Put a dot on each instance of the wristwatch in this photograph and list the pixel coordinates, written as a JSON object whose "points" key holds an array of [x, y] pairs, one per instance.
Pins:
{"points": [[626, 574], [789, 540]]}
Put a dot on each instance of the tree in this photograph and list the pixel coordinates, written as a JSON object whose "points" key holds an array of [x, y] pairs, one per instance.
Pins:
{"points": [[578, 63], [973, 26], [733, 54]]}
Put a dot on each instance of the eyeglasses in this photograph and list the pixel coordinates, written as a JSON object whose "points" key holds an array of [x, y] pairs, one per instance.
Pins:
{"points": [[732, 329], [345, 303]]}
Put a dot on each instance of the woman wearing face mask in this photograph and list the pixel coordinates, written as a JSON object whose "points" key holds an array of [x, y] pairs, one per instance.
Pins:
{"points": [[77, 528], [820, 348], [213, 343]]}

--

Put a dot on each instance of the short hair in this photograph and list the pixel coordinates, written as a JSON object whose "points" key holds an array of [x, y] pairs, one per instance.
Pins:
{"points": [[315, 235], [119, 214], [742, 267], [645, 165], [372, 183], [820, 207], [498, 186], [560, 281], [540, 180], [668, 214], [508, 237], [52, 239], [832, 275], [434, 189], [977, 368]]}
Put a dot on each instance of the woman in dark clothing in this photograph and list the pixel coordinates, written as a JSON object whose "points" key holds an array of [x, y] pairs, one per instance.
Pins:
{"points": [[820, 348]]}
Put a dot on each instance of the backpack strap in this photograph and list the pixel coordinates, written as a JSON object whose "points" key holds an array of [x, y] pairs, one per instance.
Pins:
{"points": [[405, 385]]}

### STATED EXERCISE:
How many lines in the data above contain the word "woman"? Reply with the number alone.

### SOLUTION:
2